--- PROVIDED MATERIAL ---
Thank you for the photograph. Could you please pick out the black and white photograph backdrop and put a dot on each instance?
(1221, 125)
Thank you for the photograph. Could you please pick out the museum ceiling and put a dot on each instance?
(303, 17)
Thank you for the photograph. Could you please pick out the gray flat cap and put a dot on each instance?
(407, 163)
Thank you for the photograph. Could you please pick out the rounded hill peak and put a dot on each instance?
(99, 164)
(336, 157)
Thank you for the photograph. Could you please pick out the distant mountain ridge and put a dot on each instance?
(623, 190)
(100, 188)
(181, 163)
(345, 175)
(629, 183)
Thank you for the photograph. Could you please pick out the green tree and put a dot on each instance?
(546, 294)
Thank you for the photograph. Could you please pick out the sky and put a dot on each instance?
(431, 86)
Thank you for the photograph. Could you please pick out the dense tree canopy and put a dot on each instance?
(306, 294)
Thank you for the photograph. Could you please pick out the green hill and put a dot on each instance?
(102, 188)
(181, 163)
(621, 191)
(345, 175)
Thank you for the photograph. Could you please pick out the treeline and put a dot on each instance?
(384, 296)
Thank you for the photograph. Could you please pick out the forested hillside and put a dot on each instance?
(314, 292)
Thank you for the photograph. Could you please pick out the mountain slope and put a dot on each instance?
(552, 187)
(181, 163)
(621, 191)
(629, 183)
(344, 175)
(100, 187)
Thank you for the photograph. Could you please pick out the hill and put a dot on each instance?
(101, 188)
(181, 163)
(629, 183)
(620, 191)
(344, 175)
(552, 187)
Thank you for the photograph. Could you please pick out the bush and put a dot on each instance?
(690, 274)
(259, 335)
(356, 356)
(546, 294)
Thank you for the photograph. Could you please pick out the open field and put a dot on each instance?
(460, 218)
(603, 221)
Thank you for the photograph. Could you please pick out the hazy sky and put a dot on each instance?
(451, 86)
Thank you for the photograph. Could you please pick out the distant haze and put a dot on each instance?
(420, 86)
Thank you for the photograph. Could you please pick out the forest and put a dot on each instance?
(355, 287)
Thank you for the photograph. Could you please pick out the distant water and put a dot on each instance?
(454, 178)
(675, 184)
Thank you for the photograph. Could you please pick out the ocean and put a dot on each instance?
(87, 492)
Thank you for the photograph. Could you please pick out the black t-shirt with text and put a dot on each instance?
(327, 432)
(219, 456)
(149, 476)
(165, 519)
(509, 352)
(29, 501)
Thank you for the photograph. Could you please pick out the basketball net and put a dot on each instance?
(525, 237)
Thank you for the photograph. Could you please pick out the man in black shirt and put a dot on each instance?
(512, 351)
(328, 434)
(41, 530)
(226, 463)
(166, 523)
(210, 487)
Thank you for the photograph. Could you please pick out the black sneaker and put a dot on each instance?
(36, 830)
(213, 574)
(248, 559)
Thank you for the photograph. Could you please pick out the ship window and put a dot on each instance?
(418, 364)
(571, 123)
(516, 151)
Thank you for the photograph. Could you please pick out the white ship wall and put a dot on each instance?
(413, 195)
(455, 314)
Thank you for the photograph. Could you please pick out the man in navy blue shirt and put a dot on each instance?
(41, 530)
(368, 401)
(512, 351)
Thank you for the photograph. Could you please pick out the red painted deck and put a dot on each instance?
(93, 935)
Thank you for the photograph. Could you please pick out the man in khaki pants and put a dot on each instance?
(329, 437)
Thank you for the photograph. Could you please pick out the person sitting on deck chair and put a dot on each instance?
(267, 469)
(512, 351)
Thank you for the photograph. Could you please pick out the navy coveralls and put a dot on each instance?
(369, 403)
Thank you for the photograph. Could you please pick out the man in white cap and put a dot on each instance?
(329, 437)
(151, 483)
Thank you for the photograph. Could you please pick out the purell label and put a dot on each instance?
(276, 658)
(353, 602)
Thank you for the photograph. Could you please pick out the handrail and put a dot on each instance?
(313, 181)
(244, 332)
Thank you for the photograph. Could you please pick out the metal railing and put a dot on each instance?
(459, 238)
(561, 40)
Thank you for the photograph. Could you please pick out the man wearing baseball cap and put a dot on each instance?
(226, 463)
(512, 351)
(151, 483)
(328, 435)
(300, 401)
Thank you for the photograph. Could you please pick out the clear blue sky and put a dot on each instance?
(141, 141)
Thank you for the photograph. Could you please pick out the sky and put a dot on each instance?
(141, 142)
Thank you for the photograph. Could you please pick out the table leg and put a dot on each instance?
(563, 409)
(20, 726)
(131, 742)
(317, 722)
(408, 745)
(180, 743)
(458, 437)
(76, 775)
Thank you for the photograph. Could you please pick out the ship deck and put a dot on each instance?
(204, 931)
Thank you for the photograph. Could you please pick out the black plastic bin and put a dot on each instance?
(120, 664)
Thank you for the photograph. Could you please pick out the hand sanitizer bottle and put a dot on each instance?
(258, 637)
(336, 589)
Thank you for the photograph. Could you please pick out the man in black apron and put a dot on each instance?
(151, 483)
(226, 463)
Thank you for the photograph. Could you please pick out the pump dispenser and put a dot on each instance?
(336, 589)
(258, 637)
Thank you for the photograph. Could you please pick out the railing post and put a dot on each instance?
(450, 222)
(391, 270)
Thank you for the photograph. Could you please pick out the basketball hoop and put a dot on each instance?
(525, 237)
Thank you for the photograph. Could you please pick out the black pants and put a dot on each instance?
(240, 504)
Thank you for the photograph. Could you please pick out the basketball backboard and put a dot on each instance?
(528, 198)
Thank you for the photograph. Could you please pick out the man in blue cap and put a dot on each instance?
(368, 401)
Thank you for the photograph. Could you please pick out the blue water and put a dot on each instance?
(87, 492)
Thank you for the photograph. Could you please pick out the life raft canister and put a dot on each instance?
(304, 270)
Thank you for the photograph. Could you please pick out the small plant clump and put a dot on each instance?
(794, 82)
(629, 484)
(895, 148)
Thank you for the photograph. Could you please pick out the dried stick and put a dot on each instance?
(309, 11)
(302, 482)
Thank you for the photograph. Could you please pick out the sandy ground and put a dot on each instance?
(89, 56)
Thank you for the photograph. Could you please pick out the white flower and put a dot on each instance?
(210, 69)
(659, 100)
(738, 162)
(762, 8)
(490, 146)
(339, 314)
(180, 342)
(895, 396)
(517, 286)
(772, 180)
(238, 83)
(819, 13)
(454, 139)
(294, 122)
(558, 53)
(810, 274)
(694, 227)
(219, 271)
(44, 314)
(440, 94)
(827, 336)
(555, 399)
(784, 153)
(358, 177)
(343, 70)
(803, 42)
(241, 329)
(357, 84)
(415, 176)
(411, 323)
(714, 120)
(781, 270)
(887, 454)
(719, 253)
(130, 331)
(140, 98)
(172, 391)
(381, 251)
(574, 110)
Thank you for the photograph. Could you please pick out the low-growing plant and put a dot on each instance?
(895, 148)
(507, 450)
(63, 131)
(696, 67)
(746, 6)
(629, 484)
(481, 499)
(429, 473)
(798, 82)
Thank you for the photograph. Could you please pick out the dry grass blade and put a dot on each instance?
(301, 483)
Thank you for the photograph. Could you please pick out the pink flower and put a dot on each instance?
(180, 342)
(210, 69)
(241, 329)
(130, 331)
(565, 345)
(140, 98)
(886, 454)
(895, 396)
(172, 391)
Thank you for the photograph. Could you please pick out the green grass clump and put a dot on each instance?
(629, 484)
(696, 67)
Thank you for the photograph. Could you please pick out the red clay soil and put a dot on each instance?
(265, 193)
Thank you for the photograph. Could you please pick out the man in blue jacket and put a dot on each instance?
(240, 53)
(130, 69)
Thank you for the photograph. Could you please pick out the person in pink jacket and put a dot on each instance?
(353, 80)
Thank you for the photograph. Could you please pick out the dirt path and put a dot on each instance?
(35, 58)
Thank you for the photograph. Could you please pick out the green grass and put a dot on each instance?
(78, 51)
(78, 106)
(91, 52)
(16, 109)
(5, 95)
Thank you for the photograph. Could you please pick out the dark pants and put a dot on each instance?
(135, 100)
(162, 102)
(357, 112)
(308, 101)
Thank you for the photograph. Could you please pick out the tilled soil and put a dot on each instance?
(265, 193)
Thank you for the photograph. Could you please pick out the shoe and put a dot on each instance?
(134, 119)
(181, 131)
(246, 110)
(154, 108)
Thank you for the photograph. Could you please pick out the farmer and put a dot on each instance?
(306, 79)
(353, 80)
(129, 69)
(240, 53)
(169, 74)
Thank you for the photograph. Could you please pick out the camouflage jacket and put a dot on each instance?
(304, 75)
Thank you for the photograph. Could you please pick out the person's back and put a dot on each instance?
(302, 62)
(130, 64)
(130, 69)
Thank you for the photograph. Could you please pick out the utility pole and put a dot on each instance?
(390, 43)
---
WRITTEN REQUEST:
Please quote exactly the lines from the one containing "out the tilled" through the last line of the records above, both included, and nothing else.

RESPONSE FOR THIS EXERCISE:
Thank you for the photograph. Could you please pick out the tilled soil and put a dot on each instance?
(265, 193)
Thank you for the photograph. Could you please pick out the shoe and put a dot on each instance?
(134, 119)
(181, 131)
(246, 110)
(154, 108)
Thank you for the photograph. Could you please pick out the farmer and put a dot on each instance?
(306, 79)
(353, 80)
(129, 69)
(240, 53)
(169, 74)
Thank you for the photograph. Could you please pick out the camouflage jacket and put a dot on each instance?
(304, 75)
Thank you for the photograph. Could you please pick out the person's back and put a dot on each instance?
(302, 62)
(130, 64)
(130, 69)
Thank you for the photograph. Could you please pick out the utility pole and put a dot on each instance?
(390, 43)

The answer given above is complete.